[What is expected] Extend the passage on unity in Sudan, picking up after its last sentence.

[Text section]
● ● ● ● ● ● ●

However, this conclusion is not peculiar to the Islamist variant of the unity-in-conformity concept. Other variants (Arabism and Africanism) of the concept are equally predisposed to lead to the same dead end. Essentially then, this concept of unity-in-conformity with all its variants, is inherently antithetical to the very nature of Sudan diversities which are grounded on historical objective conditions. Instead of realistically dealing with these objective conditions (i.e. recognising and synthesising them), the concept obliterates them only to produce a monolithic concept of unity. Traced to its philosophical assumption this can be expressed in that, rather than comprehending the complexity and diversity of empirical realities, the sole interest of the concept is to discover and establish the Absolute (in Islamism, Arabism, Africanism) in:
Every element, whether of the state or of nature, and the actual subjects… come to nothing but their mere names. The world is left uncomprehended, reduced to a manifestation of the absolute (Collinicos 1976:33).
The limited capacity of this concept to offer a differentiated concept of unity can much more clearly be grasped if considered in relation to the potential of the rival concept of unity-in-diversity.
Unity-in-diversity as an alternative concept
Studies informed by this concept have, to some extent, emerged as a critique of the dominant concept of unity-in-conformity. Whilst unity-in-conformity focuses on the efficacy of cultural variables and political groups (the groups-agents pole of the continuum of our theoretical sketch), this alternative concept attempts to redress the imbalance by leaning more toward the pole of social structures and processes, without entirely neglecting socio-cultural variables (ethnicity, religion, etc.).
In order to better account for the complex unity of the Sudanese social formation, an urgent need has been felt by many researchers to synthesise the two poles of the theoretical continuum and, then, analytically integrate variables relating to both, i.e. class, ethnicity (and the state).10 Heeding this, a number of studies O’Brien (1986: 898-907), El-Battahani (1988), Ibrahim (1985), Shadad (1988) have endeavoured, with varying degree of success, to deal with this theoretical synthesis and integration. This paper is an attempt to bring out much more forcefully the theoretical framework underlying these studies, and to contribute to nominating unity-in-diversity as viable concept. In contradistinction to the features of the unity-in-conformity concept, the concept we are suggesting here as a viable alternative is characterised as realist, non-centricist and of historical and dynamic nature. Before we elaborate on these traits, however, a note on the methodological premise of this concept is in order.

● ● ● ● ● ● ●

[Data extract]
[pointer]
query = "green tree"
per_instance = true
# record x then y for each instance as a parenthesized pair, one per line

● ● ● ● ● ● ●

[Output below]
A methodological premise
In view of the diversities of the Sudanese society (as indicated above), a methodological position of the alternative concept is that in peripheral societies patterns of ethnic stratification (cultural stratification) and class/occupational stratification and the relations between social groups are massively over-determined:
It is this over-determined complexity which constitutes the specificity of the problem requiring analysis. It does not help, here, to depress some factors of this matrix (e.g. ethnicity or class) in favour of others (e.g. culture or religion) and then, analytically to subsume the former into the latter, since it is precisely the generative specificity of each, plus the over-determined complexity of the whole, which is the problem… (Hall 1978:152-153).11
This will be clarified further below. Here, suffice it to say that the over-riding concern of the two competing philosophies or positions is unity in a differentiated society. Yet, issues relating to how such unity would be achieved are set within a different problematic. In the previous section, the account of unity-in-conformity concept has been considered.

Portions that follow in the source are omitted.